TASK DIRECTIONS: Set down exactly the lines in the records below that run from the line with "In this picture, where can the dense" to the line with "In this picture, where can the folding", inclusive, and nothing more.

[Start of section]

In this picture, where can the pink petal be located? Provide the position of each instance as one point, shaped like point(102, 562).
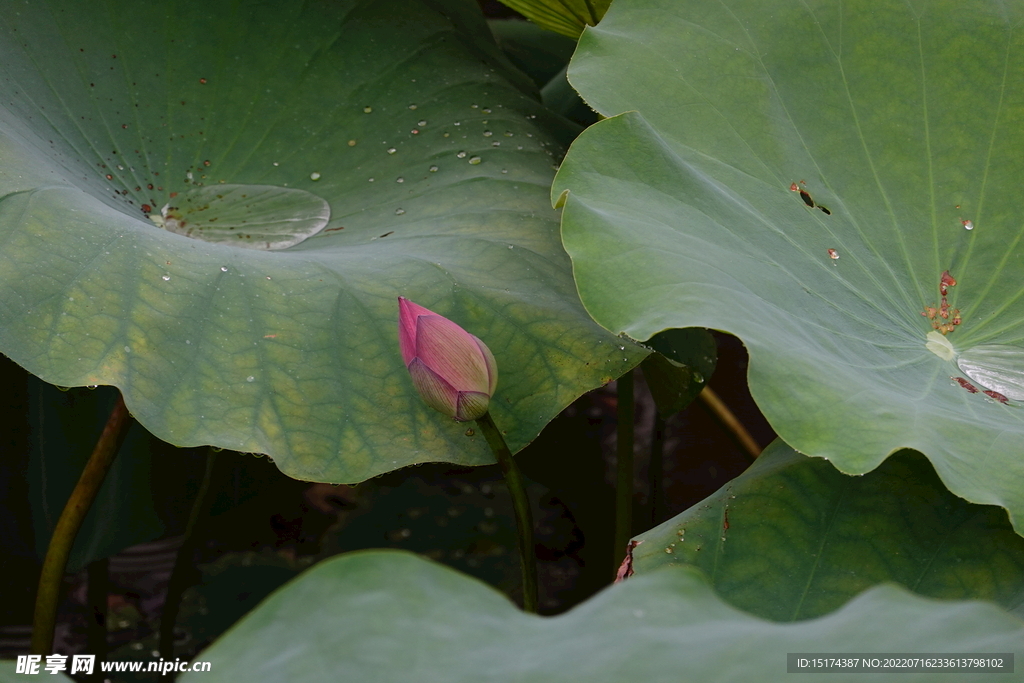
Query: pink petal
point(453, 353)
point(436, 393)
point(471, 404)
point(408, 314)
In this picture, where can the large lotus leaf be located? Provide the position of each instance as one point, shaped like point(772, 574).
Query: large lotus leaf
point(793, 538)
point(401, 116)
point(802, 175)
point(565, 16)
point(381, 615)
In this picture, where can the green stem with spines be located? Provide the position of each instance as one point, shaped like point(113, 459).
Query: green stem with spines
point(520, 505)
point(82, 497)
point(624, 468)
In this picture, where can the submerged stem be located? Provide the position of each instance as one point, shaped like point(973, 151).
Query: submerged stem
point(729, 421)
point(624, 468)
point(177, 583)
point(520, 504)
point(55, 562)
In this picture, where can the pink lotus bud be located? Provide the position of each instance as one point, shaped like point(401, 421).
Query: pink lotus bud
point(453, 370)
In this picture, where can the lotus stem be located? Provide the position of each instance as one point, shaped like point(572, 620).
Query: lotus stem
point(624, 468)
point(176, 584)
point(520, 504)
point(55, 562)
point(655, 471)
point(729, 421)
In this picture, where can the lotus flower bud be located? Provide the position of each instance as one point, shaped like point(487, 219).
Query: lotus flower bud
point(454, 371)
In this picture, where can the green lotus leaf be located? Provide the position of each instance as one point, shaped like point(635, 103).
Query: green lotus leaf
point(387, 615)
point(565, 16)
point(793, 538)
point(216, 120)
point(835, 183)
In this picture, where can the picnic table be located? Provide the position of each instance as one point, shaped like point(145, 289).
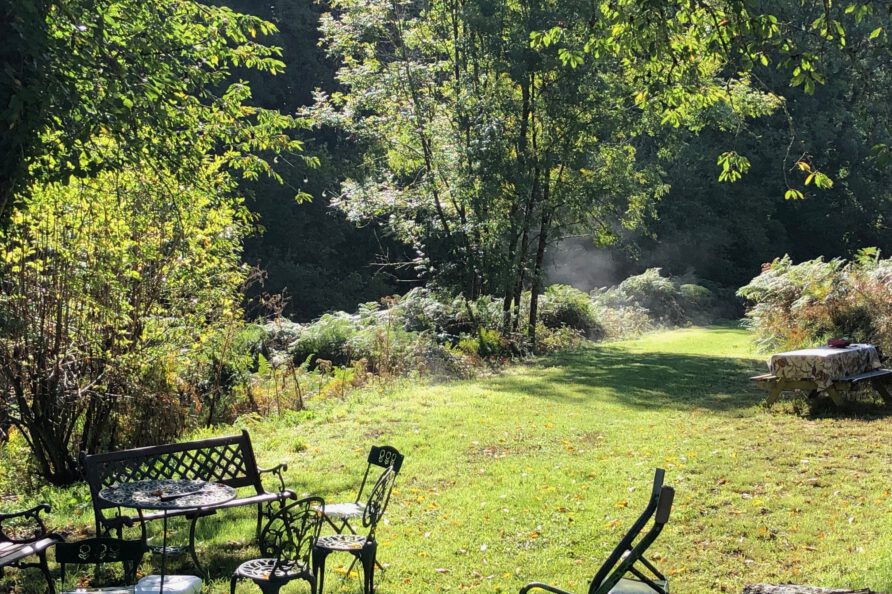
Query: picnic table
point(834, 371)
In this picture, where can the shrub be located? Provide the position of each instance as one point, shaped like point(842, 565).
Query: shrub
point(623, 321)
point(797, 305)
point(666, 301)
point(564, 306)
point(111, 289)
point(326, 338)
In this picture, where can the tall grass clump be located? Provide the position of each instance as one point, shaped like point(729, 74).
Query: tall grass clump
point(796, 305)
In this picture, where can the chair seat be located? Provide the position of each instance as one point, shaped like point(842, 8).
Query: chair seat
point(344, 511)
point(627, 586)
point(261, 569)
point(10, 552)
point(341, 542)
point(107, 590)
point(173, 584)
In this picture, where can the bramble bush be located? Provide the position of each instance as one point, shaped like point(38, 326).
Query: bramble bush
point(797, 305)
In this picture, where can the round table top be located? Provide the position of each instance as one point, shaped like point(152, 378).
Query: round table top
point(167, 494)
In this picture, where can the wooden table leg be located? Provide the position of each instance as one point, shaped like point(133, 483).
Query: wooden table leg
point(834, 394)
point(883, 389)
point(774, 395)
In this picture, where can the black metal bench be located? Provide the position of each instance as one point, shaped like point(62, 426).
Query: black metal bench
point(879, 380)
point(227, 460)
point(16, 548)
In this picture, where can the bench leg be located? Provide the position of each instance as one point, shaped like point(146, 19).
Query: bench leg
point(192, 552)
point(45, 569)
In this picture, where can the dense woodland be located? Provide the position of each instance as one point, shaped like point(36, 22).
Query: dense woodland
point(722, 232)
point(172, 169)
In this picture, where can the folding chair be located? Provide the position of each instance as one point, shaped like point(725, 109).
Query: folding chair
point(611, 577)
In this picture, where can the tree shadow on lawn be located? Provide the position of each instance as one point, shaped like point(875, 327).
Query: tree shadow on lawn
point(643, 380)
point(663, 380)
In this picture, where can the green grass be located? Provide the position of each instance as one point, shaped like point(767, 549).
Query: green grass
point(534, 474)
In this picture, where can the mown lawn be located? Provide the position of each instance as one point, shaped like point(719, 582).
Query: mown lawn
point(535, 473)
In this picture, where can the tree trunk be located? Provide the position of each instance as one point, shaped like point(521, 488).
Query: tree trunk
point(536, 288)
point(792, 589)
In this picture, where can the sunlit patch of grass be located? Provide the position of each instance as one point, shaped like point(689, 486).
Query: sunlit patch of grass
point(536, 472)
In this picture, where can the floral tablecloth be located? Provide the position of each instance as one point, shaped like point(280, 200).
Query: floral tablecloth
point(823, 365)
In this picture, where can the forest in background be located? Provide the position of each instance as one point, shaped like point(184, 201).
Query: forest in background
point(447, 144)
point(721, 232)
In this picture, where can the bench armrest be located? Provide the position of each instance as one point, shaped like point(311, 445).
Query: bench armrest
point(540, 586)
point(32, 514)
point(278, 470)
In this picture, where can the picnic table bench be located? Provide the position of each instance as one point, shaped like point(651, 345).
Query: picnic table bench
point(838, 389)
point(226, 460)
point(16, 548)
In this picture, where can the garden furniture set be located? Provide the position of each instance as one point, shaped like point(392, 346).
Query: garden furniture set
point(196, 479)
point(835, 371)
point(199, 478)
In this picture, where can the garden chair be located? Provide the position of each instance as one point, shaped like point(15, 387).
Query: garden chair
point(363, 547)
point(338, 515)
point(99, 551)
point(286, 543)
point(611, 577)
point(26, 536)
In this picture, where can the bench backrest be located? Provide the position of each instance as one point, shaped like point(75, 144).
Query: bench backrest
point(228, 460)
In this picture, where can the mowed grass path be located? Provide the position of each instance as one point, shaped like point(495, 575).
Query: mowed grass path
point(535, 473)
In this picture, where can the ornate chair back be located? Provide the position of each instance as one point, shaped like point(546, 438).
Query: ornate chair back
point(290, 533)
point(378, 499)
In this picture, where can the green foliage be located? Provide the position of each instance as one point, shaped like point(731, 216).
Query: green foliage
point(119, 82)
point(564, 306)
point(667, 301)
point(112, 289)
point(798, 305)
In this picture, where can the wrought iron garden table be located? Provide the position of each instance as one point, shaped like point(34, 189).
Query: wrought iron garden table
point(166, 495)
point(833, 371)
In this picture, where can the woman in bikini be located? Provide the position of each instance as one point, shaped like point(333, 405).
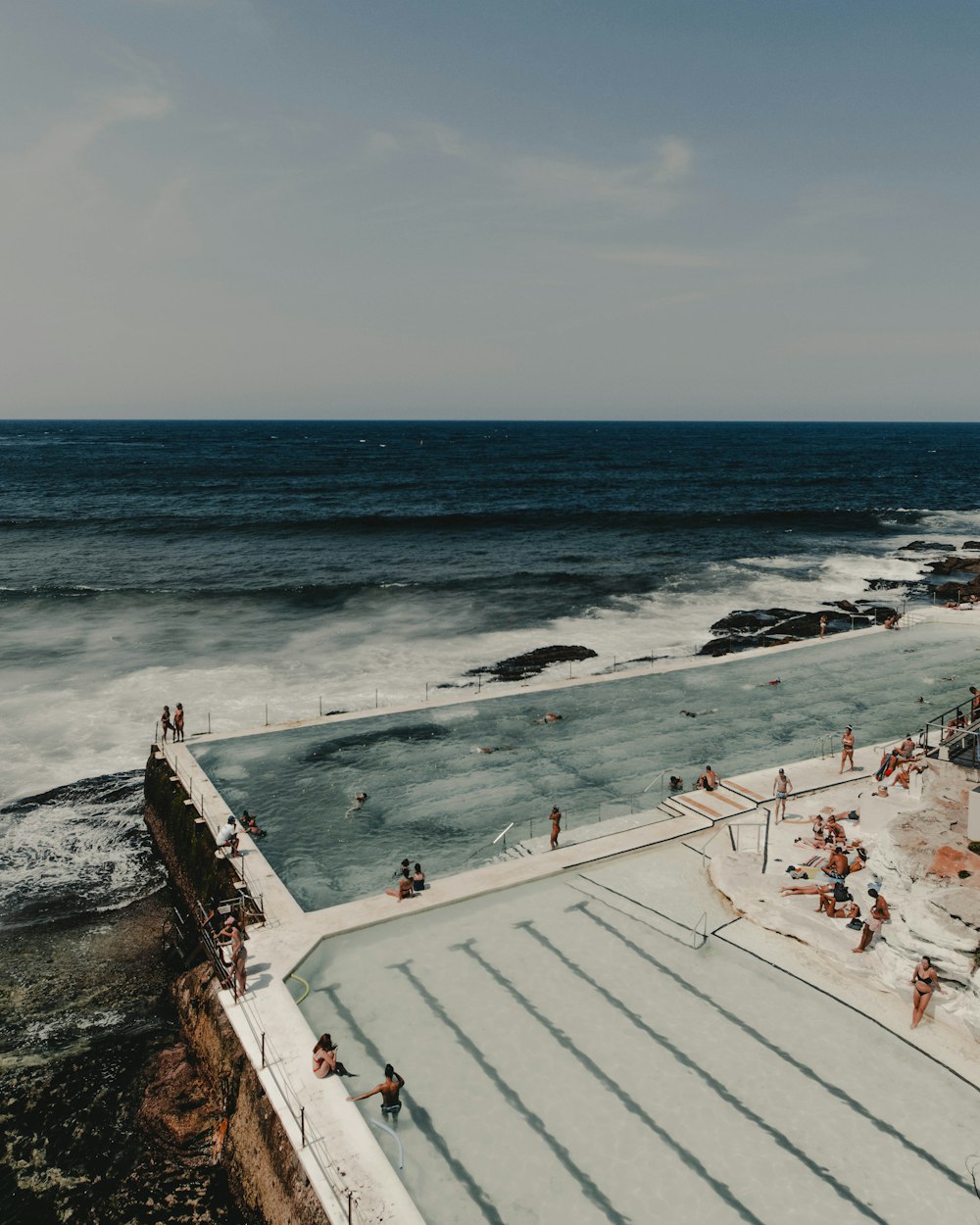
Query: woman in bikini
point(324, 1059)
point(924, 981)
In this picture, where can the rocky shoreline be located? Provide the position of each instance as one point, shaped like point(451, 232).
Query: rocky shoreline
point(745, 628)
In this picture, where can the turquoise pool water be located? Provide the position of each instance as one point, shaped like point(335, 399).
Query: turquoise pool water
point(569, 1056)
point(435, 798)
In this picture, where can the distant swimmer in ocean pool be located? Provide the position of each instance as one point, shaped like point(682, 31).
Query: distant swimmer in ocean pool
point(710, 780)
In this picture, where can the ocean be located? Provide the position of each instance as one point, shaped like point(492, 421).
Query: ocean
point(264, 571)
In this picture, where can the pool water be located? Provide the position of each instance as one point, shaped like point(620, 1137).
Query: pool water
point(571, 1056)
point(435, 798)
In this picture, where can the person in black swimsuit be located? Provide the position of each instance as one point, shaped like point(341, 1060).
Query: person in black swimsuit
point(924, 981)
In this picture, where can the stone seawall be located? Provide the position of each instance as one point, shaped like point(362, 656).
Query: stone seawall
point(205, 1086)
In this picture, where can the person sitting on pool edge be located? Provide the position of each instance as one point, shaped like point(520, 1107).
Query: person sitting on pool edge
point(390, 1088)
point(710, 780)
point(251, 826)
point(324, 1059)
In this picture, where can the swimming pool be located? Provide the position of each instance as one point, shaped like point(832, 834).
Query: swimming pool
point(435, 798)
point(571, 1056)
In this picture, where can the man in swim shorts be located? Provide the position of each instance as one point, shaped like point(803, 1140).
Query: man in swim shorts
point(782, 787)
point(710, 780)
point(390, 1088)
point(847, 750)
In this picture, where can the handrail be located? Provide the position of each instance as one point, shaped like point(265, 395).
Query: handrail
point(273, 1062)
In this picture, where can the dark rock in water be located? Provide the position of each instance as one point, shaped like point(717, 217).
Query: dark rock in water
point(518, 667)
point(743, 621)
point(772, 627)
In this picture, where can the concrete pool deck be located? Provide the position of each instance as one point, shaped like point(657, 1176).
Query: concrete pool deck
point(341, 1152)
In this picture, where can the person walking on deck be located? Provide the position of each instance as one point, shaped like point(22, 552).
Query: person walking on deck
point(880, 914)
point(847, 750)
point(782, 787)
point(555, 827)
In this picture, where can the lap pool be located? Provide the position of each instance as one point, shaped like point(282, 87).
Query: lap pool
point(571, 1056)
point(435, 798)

[End of section]

RESULT:
In this picture, where can the dense woodland be located? Provide the position of each instance as one point, shaped like point(36, 22).
Query: dense woodland
point(722, 232)
point(172, 169)
In this picture, where can the folding chair be located? Provide the position of each instance as one point, shaped like point(725, 109).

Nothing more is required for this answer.